[[ INPUT DATA, beginning ]]

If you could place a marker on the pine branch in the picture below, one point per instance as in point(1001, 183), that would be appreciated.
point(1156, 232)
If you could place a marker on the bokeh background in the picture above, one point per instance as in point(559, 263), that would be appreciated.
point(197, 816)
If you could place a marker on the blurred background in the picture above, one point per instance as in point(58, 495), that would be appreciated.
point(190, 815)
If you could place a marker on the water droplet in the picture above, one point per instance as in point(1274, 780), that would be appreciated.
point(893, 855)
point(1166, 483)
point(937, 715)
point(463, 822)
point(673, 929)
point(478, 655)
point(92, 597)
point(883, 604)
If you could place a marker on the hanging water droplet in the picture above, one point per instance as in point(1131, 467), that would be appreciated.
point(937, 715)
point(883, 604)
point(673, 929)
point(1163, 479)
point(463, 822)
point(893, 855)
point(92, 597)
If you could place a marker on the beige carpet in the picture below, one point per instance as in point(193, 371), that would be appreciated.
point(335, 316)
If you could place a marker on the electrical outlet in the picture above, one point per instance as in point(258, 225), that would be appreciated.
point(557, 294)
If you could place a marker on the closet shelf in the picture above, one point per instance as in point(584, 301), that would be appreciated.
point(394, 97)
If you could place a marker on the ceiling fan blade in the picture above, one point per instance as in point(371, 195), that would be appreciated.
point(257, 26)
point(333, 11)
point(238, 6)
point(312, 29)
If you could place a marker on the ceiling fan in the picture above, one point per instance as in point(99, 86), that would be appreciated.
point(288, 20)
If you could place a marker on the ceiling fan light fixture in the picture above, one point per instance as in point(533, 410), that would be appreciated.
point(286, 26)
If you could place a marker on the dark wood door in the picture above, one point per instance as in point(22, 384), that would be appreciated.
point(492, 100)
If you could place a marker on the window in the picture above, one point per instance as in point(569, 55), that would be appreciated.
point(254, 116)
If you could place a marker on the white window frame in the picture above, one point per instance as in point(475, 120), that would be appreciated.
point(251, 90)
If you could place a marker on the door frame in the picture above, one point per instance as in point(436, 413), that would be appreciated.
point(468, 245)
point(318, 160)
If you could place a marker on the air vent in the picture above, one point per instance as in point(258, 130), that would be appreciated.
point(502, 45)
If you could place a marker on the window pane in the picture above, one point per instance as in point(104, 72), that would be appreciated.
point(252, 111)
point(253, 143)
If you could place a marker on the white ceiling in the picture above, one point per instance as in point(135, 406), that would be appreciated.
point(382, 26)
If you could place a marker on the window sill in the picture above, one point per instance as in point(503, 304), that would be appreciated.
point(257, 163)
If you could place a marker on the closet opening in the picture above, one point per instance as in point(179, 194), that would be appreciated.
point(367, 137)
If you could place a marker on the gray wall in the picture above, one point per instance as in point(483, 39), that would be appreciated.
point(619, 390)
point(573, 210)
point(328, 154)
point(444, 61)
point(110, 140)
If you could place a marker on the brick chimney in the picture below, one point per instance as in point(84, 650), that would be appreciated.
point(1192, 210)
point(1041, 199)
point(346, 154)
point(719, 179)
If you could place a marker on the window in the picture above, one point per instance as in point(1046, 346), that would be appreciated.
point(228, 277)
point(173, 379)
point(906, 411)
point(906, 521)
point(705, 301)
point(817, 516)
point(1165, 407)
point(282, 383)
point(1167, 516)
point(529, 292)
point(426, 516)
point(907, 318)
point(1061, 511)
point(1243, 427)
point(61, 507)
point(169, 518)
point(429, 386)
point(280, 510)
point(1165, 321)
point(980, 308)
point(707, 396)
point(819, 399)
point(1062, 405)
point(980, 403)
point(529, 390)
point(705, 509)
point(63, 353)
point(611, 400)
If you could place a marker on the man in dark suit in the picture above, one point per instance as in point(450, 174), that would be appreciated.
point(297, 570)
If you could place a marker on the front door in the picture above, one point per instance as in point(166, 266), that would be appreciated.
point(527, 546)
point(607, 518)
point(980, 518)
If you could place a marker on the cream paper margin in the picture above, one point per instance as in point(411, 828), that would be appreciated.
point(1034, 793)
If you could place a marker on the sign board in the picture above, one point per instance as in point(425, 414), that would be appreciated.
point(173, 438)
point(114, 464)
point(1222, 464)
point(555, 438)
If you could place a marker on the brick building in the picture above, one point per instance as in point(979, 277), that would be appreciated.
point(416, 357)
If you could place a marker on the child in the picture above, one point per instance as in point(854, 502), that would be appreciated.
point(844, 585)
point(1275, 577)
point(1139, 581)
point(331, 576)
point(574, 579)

[[ INPUT DATA, end ]]

REQUIREMENT
Each record has to be given again exactly as written.

EXPECTED OUTPUT
If you could place a marker on the pine branch in the picture below, one point per instance as in point(1001, 183), that would be appreciated.
point(1156, 232)
If you could place a marker on the bokeh background in the picture above, one point per instance as in point(559, 263), that would be appreciated.
point(197, 816)
If you could place a marker on the blurred background in the picture above, one point per instance as in point(58, 495), that would be appreciated.
point(190, 815)
If you could place a marker on the water droplet in the picture above, one point per instance as in point(1274, 780), that would be appreciated.
point(893, 855)
point(1166, 483)
point(937, 715)
point(463, 822)
point(673, 929)
point(478, 655)
point(92, 597)
point(883, 604)
If you could place a marker on the hanging water droplet in the picture above, one point per instance as in point(1131, 467), that would be appreciated.
point(937, 715)
point(883, 604)
point(673, 929)
point(1163, 479)
point(463, 822)
point(893, 855)
point(92, 597)
If you could place a marker on the beige carpet in the picture below, one point per instance as in point(193, 371), that would be appreciated.
point(335, 316)
If you could place a marker on the electrical outlet in the picture above, one point per instance as in point(258, 225), that would be appreciated.
point(557, 294)
If you could place a marker on the closet shelf in the picture above, one point per instance as in point(584, 301), that would be appreciated.
point(394, 97)
If you could place a marker on the ceiling fan blade in the picture above, one point per instance as in point(371, 195), that would be appreciated.
point(257, 26)
point(333, 11)
point(238, 6)
point(312, 29)
If you could place a marker on the ceiling fan in the picture above, one point per instance as in point(99, 86), that would be appreciated.
point(288, 20)
If you could place a marker on the ceiling fan light fixture in the picture above, one point per instance as in point(533, 410), that would be appreciated.
point(286, 26)
If you could place a marker on the dark wood door in the picture above, one point per instance as in point(22, 384), that would be appreciated.
point(492, 100)
If you could place a marker on the window in the picture above, one point per instance as in point(569, 55), that would be appreciated.
point(254, 116)
If you could place a marker on the white window frame in the picture above, one point per instance as in point(475, 120), that would be appreciated.
point(251, 90)
If you could place a marker on the door frame in the picture above, one point per instance as in point(436, 413), that would be appreciated.
point(468, 245)
point(318, 160)
If you could place a marker on the air vent in the picture above, one point per instance as in point(258, 130), that would be appreciated.
point(502, 45)
If you could place a marker on the window pane in the picture above, one point per instance as in point(104, 72), that would be appreciated.
point(252, 111)
point(253, 143)
If you could place a marker on the white ceiling in the picture above, one point per instance as in point(135, 406), that would be appreciated.
point(382, 26)
If you could place a marker on the window sill in the picture above, one point per instance as in point(503, 304), that would be appreciated.
point(257, 163)
If you could place a marker on the closet opening in the picture above, one point per instance as in point(179, 194), that would be appreciated.
point(367, 137)
If you could place a marker on the gray wall in the picture above, one point per instance as in point(483, 39), that would be appreciated.
point(619, 390)
point(573, 210)
point(328, 154)
point(444, 61)
point(110, 140)
If you could place a marker on the brick chimney in the picture below, one point per instance as in point(84, 650), that would be appreciated.
point(1192, 210)
point(1041, 199)
point(346, 154)
point(719, 179)
If you could place a marker on the window in the picture above, one point per instance as in point(1046, 346), that would be appreciated.
point(228, 277)
point(173, 379)
point(906, 411)
point(906, 521)
point(705, 301)
point(817, 516)
point(1165, 407)
point(282, 383)
point(1167, 516)
point(529, 292)
point(426, 516)
point(907, 318)
point(1061, 511)
point(1243, 427)
point(61, 507)
point(169, 518)
point(429, 386)
point(280, 510)
point(1165, 321)
point(980, 308)
point(707, 396)
point(819, 399)
point(1062, 405)
point(980, 403)
point(529, 390)
point(705, 509)
point(63, 353)
point(611, 400)
If you could place a marker on the man in dark suit in the picture above, one point per instance as in point(450, 174), that would be appreciated.
point(297, 570)
If you could place a marker on the front door in the picture above, one point per instance as in point(166, 266), that would be appreciated.
point(527, 546)
point(607, 518)
point(980, 518)
If you could place a marker on the cream paper margin in the picture above, one point per instance as in point(411, 828), that would be appreciated.
point(1034, 793)
If you could place a marker on the sign board in the picture above, one point per instance as in point(425, 414), that would be appreciated.
point(173, 438)
point(114, 464)
point(1222, 464)
point(555, 438)
If you could place a marker on the brick building in the picture above, one point per instance as in point(979, 277), that would be appreciated.
point(416, 357)
If you could place a marker on the child in the picture above, one point per instance as in point(854, 502), that would be appreciated.
point(844, 585)
point(1275, 577)
point(1139, 581)
point(331, 576)
point(574, 579)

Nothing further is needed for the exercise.